### Your instructions
Only a number is expected in reply: the count of lines below where the word "rifle" occurs.

# # # # # # #

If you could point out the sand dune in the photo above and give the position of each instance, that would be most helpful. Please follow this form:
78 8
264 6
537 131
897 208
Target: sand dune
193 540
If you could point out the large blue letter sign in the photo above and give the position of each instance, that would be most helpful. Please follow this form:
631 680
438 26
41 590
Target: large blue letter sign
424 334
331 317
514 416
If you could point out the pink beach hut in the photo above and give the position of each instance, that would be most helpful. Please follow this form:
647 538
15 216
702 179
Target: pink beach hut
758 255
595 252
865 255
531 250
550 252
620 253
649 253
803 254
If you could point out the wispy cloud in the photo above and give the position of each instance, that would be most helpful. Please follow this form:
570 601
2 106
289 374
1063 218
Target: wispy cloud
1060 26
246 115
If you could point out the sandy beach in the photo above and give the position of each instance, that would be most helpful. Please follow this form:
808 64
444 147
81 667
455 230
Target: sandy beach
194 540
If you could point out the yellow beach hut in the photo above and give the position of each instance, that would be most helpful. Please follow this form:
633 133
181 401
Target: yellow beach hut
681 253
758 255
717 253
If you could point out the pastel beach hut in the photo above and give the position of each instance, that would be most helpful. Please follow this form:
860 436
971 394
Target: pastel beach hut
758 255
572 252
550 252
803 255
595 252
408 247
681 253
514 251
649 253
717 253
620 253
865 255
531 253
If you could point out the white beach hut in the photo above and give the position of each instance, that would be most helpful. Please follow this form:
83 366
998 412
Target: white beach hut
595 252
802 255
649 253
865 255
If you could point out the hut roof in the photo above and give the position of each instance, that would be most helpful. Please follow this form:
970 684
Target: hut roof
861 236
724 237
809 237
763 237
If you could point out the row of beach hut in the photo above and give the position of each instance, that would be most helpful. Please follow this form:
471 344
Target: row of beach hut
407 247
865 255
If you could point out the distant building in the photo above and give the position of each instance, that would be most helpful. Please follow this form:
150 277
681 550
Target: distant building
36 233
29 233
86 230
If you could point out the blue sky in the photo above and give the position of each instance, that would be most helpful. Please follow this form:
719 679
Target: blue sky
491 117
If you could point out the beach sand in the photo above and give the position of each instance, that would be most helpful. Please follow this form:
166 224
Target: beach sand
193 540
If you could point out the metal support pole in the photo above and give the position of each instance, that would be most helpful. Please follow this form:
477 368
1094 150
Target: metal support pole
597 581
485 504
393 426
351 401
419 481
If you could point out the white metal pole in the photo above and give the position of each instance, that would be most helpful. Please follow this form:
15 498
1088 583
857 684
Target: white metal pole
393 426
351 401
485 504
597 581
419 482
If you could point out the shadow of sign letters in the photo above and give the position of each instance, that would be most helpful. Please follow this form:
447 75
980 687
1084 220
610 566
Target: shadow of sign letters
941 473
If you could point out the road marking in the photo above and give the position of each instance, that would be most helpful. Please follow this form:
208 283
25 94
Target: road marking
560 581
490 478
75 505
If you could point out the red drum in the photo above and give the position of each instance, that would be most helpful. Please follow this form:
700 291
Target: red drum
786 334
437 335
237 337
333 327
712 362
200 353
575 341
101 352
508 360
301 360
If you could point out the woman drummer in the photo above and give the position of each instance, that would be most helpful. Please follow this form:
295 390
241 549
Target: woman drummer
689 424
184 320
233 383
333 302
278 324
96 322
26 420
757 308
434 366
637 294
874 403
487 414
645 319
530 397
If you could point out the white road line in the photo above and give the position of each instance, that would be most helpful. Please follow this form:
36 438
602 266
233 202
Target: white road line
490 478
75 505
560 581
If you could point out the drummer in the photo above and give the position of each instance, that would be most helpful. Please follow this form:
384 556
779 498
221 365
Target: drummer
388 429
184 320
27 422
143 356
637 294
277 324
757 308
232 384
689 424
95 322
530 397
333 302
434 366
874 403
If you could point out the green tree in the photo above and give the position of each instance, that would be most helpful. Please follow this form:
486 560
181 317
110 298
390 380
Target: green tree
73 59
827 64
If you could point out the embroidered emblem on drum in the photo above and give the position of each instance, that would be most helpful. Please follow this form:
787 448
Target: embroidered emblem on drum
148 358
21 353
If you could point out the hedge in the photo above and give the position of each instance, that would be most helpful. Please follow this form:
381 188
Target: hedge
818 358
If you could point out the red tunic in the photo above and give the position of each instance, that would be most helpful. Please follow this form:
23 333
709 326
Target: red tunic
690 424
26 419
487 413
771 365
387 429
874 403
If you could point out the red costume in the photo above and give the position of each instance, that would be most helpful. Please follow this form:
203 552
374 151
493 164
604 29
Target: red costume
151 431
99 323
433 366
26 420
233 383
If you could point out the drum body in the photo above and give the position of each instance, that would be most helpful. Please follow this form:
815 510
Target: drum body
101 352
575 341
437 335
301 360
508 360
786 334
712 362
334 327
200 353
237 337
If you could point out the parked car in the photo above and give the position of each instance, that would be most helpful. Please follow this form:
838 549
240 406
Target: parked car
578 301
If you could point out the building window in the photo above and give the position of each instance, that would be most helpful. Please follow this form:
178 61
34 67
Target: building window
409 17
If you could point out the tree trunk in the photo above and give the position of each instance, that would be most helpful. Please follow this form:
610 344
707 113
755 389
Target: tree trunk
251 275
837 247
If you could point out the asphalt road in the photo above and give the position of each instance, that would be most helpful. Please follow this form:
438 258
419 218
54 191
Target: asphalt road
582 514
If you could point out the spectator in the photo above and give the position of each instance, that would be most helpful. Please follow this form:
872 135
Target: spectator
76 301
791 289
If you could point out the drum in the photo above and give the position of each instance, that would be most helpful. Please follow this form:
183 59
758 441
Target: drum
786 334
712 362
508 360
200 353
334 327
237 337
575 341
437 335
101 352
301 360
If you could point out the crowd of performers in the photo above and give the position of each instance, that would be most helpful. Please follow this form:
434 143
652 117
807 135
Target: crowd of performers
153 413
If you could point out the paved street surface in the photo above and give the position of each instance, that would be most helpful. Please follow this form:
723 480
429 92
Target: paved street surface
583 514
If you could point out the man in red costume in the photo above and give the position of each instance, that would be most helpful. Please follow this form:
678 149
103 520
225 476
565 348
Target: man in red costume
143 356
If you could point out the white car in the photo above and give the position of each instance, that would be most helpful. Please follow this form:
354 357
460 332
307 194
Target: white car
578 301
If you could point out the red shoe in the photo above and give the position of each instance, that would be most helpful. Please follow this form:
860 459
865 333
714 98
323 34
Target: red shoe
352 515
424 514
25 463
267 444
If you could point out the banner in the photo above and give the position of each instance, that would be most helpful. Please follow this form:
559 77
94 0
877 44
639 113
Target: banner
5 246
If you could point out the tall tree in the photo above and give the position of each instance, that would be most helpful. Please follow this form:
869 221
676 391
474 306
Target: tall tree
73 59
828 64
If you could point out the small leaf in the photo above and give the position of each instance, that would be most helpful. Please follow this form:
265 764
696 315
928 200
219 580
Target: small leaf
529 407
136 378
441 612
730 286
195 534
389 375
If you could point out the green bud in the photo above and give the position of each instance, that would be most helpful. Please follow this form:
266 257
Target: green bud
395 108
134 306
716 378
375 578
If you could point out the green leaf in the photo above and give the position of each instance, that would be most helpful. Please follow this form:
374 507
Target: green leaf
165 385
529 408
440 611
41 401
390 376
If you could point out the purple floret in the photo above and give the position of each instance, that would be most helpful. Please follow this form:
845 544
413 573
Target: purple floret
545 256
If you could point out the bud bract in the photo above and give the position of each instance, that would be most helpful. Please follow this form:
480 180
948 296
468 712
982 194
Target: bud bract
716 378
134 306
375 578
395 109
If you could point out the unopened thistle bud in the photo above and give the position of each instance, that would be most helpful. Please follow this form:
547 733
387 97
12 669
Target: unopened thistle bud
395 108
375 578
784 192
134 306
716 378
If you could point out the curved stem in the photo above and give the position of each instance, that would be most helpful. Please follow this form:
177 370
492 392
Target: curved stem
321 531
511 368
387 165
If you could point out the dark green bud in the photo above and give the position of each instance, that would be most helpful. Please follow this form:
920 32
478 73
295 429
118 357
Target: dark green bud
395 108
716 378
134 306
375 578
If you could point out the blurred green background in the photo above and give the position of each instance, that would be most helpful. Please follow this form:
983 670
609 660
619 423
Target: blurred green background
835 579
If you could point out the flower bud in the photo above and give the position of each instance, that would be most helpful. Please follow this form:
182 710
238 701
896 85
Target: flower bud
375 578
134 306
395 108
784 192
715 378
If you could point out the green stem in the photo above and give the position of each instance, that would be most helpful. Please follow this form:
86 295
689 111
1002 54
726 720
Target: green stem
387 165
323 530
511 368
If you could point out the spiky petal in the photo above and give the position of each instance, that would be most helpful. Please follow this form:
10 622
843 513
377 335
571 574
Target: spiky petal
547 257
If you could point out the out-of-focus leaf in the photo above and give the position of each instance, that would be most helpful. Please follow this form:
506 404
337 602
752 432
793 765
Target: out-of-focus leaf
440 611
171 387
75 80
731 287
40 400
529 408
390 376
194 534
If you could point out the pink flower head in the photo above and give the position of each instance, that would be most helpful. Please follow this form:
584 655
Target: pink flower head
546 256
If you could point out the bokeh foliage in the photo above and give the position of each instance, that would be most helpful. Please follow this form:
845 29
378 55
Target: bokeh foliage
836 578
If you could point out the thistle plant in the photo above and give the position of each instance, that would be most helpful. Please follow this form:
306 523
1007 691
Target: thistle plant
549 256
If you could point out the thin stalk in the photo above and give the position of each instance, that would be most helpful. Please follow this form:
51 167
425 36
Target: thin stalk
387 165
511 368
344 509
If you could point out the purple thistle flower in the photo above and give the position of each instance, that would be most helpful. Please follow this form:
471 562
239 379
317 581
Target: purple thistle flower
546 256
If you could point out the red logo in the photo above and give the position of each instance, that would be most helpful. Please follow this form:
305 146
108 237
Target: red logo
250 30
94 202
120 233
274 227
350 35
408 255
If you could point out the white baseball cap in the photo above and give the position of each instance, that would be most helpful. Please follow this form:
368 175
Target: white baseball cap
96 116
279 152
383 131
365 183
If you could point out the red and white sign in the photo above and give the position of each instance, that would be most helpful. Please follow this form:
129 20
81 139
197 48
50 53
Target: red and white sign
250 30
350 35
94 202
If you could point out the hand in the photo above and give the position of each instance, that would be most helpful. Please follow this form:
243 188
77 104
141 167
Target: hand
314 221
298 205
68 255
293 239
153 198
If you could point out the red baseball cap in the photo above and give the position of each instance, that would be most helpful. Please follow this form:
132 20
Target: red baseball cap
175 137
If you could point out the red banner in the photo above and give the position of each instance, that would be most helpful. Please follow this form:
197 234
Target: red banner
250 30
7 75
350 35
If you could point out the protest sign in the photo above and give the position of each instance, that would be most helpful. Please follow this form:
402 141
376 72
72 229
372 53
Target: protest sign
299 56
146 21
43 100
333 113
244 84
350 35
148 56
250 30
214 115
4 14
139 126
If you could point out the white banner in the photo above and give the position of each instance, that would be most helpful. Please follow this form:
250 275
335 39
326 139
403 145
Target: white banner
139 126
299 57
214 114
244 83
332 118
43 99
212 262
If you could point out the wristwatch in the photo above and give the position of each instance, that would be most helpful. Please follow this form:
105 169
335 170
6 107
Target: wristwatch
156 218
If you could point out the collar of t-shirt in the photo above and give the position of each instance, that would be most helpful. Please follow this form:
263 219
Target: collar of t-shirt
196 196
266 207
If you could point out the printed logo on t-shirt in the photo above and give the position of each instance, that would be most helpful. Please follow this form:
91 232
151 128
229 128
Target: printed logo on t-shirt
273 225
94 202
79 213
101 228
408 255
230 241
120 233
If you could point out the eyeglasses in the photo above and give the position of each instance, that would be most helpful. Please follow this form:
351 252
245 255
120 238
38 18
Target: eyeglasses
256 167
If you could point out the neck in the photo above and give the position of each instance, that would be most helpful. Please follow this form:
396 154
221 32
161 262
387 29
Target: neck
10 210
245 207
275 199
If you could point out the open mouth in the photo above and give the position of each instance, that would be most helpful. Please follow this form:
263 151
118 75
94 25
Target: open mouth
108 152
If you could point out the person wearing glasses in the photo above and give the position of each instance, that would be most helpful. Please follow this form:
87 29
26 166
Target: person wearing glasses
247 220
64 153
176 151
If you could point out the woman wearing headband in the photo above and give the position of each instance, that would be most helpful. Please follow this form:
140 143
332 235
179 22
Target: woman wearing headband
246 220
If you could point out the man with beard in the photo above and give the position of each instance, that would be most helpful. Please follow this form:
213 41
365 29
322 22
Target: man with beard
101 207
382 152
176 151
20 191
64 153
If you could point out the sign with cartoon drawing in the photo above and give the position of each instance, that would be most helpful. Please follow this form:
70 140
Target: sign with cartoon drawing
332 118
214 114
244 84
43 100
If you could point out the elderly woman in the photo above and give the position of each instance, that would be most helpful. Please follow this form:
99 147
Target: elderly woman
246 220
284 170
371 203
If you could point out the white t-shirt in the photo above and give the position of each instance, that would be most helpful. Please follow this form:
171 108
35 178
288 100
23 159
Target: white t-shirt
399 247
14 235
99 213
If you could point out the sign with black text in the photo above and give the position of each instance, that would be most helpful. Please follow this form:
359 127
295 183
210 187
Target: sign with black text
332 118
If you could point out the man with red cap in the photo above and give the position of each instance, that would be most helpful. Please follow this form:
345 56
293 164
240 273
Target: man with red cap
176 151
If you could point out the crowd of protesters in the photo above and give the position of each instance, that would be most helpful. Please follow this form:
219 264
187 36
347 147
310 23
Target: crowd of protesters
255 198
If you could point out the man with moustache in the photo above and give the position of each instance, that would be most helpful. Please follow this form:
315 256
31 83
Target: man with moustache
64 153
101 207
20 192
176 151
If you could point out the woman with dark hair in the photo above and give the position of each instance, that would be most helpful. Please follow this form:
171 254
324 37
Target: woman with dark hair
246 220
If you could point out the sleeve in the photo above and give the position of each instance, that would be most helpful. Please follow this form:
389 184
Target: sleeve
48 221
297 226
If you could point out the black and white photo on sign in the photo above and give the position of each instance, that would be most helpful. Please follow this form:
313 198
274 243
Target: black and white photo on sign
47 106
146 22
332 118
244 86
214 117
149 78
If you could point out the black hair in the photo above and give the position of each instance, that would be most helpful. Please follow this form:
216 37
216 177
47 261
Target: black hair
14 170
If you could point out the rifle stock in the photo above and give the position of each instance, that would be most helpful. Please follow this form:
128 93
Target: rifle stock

# # # # # # #

### Finished task
2